__Problem statement__
Find every line in the records that contains the word "positive" and copy each of those lines in full.

--- Exercise material ---

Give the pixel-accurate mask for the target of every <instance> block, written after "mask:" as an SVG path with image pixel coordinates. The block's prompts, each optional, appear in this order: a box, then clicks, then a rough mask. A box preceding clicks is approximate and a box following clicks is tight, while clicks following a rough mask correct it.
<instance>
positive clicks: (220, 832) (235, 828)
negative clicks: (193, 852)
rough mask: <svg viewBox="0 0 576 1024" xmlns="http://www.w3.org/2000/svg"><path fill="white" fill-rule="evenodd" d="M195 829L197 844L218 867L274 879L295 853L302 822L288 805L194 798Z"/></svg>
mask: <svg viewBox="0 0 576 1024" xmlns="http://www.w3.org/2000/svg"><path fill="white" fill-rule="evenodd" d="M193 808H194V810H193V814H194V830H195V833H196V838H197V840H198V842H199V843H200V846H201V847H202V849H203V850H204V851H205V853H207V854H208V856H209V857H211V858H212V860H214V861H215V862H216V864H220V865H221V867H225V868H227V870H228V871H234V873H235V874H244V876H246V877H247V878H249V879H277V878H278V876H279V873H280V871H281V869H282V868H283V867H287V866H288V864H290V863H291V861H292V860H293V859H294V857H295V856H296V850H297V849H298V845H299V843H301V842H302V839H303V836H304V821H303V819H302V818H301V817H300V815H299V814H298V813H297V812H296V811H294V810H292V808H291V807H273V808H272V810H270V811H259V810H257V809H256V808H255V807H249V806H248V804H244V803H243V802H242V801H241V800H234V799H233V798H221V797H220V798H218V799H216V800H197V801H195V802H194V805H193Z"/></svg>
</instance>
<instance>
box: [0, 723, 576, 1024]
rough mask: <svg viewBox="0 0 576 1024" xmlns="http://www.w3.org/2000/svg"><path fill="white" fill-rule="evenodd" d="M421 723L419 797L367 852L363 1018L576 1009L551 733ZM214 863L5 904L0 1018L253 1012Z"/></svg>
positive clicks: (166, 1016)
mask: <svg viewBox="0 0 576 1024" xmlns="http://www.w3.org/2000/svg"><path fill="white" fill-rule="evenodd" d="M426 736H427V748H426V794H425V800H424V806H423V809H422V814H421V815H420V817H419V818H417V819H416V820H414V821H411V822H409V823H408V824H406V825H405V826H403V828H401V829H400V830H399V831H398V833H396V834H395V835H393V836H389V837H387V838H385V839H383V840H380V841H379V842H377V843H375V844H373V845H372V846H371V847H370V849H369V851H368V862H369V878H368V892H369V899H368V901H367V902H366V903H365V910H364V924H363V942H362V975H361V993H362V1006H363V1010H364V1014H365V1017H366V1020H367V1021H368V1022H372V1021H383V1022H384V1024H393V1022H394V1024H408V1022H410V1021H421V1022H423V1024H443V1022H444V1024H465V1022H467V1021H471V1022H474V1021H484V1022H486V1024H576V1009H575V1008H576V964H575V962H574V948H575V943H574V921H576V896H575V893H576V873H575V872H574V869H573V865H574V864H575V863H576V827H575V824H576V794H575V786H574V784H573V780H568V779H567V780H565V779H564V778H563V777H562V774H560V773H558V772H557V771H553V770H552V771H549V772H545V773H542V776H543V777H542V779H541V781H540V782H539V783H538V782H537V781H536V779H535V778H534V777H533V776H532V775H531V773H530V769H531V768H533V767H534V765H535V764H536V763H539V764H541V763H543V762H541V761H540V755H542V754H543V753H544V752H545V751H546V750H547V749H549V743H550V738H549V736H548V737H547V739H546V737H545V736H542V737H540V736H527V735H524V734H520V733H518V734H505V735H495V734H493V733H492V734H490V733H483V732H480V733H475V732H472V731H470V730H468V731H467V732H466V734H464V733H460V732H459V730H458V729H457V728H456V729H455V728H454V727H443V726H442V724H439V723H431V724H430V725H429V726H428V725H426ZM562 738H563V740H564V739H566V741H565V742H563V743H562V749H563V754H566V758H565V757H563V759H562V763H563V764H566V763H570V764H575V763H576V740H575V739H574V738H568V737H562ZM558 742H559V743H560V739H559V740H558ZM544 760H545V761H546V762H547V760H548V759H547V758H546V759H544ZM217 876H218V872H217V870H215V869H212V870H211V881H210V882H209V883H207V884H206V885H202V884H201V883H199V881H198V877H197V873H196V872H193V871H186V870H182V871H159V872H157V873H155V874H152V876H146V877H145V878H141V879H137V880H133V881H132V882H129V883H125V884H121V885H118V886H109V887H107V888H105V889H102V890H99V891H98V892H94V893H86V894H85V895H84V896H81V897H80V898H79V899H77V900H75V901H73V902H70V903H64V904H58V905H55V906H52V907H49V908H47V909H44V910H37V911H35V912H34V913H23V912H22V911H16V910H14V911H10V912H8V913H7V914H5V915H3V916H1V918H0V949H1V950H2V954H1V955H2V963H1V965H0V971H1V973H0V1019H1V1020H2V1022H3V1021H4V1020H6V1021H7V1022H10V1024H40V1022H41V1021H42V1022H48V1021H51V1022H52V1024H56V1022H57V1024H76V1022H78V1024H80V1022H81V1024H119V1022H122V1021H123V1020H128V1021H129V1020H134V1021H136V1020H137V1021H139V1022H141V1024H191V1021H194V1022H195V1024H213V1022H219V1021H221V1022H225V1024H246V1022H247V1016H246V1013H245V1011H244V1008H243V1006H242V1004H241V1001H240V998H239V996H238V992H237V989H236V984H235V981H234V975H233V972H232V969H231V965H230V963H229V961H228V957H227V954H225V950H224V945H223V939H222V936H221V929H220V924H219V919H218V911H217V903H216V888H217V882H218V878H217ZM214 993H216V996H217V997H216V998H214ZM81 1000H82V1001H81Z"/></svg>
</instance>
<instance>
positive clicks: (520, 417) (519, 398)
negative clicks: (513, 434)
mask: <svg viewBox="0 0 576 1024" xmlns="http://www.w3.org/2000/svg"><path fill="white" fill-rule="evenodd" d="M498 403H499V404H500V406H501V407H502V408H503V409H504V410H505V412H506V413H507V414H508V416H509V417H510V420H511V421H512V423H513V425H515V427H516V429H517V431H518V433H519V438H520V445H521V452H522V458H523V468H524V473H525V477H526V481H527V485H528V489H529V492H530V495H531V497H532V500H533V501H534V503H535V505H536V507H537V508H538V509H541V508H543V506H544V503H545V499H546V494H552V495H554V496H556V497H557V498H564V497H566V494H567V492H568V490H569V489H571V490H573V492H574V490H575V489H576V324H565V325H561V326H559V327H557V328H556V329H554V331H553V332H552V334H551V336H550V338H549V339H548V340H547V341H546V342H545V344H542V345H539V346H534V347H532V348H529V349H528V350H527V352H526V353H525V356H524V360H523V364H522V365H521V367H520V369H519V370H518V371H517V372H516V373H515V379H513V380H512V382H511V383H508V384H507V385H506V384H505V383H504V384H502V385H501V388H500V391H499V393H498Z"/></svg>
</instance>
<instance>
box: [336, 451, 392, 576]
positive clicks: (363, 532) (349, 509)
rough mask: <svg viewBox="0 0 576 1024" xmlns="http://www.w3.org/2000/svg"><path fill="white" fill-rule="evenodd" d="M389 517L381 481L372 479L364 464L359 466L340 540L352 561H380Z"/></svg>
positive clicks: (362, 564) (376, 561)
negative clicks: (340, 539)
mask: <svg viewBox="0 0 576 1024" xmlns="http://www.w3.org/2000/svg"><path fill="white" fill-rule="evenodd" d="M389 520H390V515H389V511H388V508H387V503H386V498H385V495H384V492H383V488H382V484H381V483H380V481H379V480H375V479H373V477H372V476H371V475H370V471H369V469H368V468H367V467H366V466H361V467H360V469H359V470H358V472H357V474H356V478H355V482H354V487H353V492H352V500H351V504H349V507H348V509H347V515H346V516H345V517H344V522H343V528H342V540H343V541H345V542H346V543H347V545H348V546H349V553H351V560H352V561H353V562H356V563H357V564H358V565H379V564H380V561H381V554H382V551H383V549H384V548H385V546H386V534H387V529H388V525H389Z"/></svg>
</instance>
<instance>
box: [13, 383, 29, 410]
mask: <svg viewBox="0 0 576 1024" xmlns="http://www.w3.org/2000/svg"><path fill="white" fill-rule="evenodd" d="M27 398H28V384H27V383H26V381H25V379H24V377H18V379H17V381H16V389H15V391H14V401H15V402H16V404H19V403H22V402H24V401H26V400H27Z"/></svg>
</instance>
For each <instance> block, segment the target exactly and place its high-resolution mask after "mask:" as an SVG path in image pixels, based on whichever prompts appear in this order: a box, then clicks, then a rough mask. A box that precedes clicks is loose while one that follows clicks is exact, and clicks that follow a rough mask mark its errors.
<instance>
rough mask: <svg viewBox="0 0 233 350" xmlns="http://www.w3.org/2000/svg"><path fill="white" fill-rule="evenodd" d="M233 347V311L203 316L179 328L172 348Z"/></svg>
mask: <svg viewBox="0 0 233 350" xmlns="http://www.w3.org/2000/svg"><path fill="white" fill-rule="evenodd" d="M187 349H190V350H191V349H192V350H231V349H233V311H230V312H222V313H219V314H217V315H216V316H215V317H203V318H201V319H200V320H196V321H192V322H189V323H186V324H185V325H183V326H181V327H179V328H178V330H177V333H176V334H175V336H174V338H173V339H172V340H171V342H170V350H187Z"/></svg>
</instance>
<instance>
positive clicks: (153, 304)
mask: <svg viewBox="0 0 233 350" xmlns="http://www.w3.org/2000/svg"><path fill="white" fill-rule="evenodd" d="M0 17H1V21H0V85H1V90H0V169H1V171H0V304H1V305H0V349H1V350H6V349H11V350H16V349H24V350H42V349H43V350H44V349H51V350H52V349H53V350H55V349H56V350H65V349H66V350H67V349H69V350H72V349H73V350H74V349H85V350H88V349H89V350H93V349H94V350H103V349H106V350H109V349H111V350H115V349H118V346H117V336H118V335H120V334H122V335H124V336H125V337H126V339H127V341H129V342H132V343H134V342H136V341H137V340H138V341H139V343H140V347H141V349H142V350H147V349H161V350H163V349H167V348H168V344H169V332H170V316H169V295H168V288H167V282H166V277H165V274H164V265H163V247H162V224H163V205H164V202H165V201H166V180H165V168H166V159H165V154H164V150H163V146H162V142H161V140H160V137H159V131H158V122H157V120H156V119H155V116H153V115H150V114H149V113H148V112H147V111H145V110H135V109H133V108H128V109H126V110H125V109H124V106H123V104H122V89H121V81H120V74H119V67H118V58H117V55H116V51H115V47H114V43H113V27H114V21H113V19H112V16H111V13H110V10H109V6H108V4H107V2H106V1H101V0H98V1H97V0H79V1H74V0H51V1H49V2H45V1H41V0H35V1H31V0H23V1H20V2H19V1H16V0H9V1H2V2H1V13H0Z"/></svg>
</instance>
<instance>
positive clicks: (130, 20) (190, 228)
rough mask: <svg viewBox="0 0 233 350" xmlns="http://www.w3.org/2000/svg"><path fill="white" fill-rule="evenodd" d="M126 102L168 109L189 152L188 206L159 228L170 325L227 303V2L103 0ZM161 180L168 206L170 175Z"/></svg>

---

__Output of the exercise__
positive clicks: (220, 832) (235, 828)
positive clicks: (166, 1016)
positive clicks: (520, 417) (519, 398)
positive clicks: (363, 532) (349, 509)
positive clicks: (362, 564) (376, 561)
positive clicks: (153, 304)
positive clicks: (130, 20) (190, 228)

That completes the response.